*** Extracted records ***
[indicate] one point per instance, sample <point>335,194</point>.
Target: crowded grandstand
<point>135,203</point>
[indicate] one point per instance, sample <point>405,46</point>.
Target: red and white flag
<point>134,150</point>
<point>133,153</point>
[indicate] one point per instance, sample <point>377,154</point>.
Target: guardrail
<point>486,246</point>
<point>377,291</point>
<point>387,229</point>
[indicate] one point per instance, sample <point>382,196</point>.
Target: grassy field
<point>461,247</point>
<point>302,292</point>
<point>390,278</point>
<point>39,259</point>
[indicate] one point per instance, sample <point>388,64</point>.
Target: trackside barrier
***
■ About this task
Give back the entire listing, line for line, exactly as it stands.

■ Answer to this task
[indicate] one point per instance, sample <point>335,194</point>.
Target: crowded grandstand
<point>135,203</point>
[indicate] one point per instance, sample <point>405,46</point>.
Target: red and white flag
<point>134,150</point>
<point>133,153</point>
[indicate] one point per instance, sample <point>377,154</point>.
Target: guardrail
<point>486,246</point>
<point>377,291</point>
<point>387,229</point>
[indicate] one point per instance, sample <point>382,196</point>.
Target: grassy field
<point>461,247</point>
<point>302,292</point>
<point>390,278</point>
<point>39,259</point>
[indicate] one point per instance, sample <point>388,64</point>.
Target: trackside barrier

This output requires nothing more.